GIVEN INFORMATION Start Marker

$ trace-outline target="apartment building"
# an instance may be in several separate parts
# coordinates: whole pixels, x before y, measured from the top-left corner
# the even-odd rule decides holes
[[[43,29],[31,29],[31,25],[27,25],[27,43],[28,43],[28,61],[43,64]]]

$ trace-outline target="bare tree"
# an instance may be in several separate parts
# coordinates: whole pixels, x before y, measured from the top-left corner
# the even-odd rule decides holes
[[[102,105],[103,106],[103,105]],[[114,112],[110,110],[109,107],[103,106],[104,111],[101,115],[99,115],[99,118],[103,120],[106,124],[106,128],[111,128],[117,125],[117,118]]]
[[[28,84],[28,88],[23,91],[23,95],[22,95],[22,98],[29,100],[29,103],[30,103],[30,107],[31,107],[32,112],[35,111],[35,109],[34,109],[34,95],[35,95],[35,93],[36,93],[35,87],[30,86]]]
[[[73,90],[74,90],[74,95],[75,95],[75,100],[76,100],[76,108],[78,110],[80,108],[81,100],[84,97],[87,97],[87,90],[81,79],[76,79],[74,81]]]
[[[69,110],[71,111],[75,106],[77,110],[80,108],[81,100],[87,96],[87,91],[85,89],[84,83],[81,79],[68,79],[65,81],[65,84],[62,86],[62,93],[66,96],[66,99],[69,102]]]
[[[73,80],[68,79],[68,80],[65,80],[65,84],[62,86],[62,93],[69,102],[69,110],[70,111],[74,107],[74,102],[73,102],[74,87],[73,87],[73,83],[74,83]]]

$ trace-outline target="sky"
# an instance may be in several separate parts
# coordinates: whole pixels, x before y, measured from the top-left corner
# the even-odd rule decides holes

GIVEN INFORMATION End Marker

WHAT IS NEEDED:
Print every record above exactly as it appears.

ANSWER TO THIS EXERCISE:
$ trace-outline target="apartment building"
# an instance may be in several separate parts
# coordinates: whole pixels, x before y, measured from the top-left corner
# the even-odd rule decides holes
[[[43,29],[31,29],[31,25],[27,25],[27,43],[28,43],[28,61],[43,64]]]

$ trace-outline target="bare tree"
# an instance may be in several separate parts
# coordinates: whole pixels, x before y, measured from the top-left corner
# the even-odd rule decides holes
[[[102,105],[103,106],[103,105]],[[114,112],[110,110],[109,107],[103,106],[104,111],[101,115],[99,115],[99,118],[103,120],[106,124],[106,128],[111,128],[117,125],[117,118]]]
[[[28,84],[28,88],[23,91],[23,95],[22,95],[22,98],[29,100],[29,103],[30,103],[30,107],[31,107],[32,112],[35,111],[35,109],[34,109],[34,95],[35,95],[35,93],[36,93],[35,87],[30,86]]]
[[[73,90],[74,90],[74,95],[75,95],[75,100],[76,100],[76,108],[78,110],[80,108],[81,100],[84,97],[87,97],[87,90],[81,79],[76,79],[74,81]]]
[[[69,110],[71,111],[75,106],[77,110],[80,108],[81,100],[87,96],[87,91],[85,89],[84,83],[81,79],[68,79],[65,81],[65,84],[62,86],[62,93],[66,96],[66,99],[69,102]]]
[[[73,80],[68,79],[68,80],[65,80],[65,84],[62,86],[62,93],[69,102],[69,110],[70,111],[74,107],[74,102],[73,102],[74,87],[73,87],[73,83],[74,83]]]

$ trace-outline target="sky"
# an instance may be in several separate parts
# coordinates: whole pixels, x before y, measured from the top-left corner
# the even-odd rule decides holes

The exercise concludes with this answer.